- [WORK ITEM]: Copy the listing below in full, exactly.

- [LISTED RECORDS]:
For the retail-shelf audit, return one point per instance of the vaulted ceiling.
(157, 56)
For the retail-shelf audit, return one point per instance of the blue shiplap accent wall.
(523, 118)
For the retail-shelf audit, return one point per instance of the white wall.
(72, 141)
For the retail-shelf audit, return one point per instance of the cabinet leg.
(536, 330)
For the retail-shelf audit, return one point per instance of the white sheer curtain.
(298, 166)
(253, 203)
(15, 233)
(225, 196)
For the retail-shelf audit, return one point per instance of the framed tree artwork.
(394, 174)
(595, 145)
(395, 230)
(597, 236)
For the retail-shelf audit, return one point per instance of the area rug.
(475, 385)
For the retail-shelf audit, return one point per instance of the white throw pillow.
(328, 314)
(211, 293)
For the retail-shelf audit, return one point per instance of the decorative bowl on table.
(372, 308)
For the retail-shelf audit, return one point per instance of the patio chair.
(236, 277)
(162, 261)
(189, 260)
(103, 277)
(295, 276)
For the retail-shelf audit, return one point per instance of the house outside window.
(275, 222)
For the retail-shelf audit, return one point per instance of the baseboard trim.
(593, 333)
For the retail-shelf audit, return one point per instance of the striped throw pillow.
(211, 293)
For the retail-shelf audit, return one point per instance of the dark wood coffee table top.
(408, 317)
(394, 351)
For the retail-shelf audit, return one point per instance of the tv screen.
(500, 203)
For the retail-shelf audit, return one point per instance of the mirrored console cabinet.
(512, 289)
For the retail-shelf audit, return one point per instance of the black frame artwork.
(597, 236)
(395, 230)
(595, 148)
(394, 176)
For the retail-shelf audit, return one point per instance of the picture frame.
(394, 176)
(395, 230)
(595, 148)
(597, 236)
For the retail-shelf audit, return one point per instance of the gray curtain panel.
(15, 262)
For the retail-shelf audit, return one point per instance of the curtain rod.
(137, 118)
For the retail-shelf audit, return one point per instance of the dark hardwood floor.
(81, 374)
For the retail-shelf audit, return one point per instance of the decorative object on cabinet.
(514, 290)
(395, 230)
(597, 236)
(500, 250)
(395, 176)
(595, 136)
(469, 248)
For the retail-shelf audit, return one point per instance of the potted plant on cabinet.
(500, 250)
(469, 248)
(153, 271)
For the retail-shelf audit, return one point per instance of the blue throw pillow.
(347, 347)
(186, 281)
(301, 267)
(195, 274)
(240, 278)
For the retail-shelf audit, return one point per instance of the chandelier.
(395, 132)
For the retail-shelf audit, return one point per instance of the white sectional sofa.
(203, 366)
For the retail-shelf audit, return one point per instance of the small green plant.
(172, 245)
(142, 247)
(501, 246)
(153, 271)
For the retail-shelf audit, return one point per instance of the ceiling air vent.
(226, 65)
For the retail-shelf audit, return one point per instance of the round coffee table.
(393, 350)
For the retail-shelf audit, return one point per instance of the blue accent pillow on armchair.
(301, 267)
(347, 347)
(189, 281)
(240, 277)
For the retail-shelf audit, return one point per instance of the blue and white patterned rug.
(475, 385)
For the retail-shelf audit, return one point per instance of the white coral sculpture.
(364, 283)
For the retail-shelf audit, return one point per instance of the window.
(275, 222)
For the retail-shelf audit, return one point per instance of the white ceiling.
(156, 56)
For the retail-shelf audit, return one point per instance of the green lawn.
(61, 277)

- [YOUR RESPONSE]:
For the retail-shelf audit, return one point per instance of the vaulted ceiling.
(157, 56)
For the retail-shelf audit, return one point per instance of the blue shiplap accent wall.
(523, 118)
For the retail-shelf audit, return one point per instance of the white wall.
(72, 141)
For the retail-shelf audit, return one point per instance of the cabinet leg.
(536, 330)
For the retail-shelf audit, return one point per instance of the white sheer curtain.
(298, 166)
(253, 203)
(15, 233)
(225, 196)
For the retail-shelf audit, return one point per instance of the framed tree artwork.
(394, 174)
(595, 145)
(395, 230)
(597, 236)
For the retail-shelf audit, return one point per instance of the area rug.
(475, 385)
For the retail-shelf audit, return one point per instance of the white throw pillow.
(328, 314)
(211, 293)
For the retail-shelf audit, return one point per instance of the decorative bowl on table.
(372, 308)
For the retail-shelf audit, return one point per instance of the patio chair.
(236, 277)
(162, 261)
(189, 260)
(103, 277)
(295, 276)
For the retail-shelf audit, return one point per instance of the house outside window.
(275, 222)
For the retail-shelf audit, return one point per instance of the baseboard trim.
(593, 333)
For the retail-shelf audit, return one point per instance of the striped throw pillow.
(211, 293)
For the retail-shelf audit, return one point per instance of the dark wood coffee table top.
(408, 317)
(394, 351)
For the retail-shelf audit, return one point per instance of the tv screen.
(500, 203)
For the retail-shelf audit, return one point per instance of the mirrored console cabinet.
(512, 289)
For the retail-shelf audit, return one point per instance of the black frame artwork.
(597, 236)
(395, 230)
(595, 148)
(394, 176)
For the retail-shelf audit, return one point per instance of the picture frame.
(394, 176)
(395, 230)
(595, 148)
(597, 236)
For the retail-shelf audit, return one point per instance of the gray curtain panel.
(15, 262)
For the retail-shelf audit, return one point per instance of the curtain rod.
(137, 118)
For the retail-shelf audit, return one point per instance of the dark hardwood floor.
(81, 374)
For the retail-shelf audit, return one point per instance of the decorative object on cabinet.
(514, 290)
(395, 230)
(597, 236)
(500, 250)
(395, 176)
(595, 136)
(469, 248)
For the retail-shelf audit, return one point per instance of the potted plant on cabinet.
(500, 250)
(469, 248)
(153, 271)
For the retail-shelf audit, return one point per instance of the blue throw pillow.
(347, 347)
(186, 281)
(301, 267)
(195, 274)
(240, 278)
For the retail-shelf audit, return one point per instance of the chandelier.
(395, 132)
For the retail-shelf audit, return one point per instance of the white sectional sofa.
(203, 366)
For the retail-shelf audit, return one point per instance of the small green plant.
(172, 245)
(142, 247)
(501, 246)
(153, 271)
For the retail-shelf audit, return one point per instance of the ceiling air vent.
(226, 65)
For the retail-shelf audit, return one point per instance of the round coffee table.
(393, 350)
For the retail-shelf audit, return one point per instance of the blue accent pillow on armchair.
(301, 267)
(347, 347)
(189, 281)
(240, 277)
For the retail-shelf audit, return one point per instance of the blue and white patterned rug.
(475, 385)
For the retail-shelf audit, return one point per instance of the white coral sculpture.
(364, 283)
For the retail-shelf audit, return one point per instance of the window.
(275, 222)
For the retail-shelf audit, return one point per instance of the white ceiling.
(156, 56)
For the retail-shelf audit, return one point per instance of the green lawn.
(61, 277)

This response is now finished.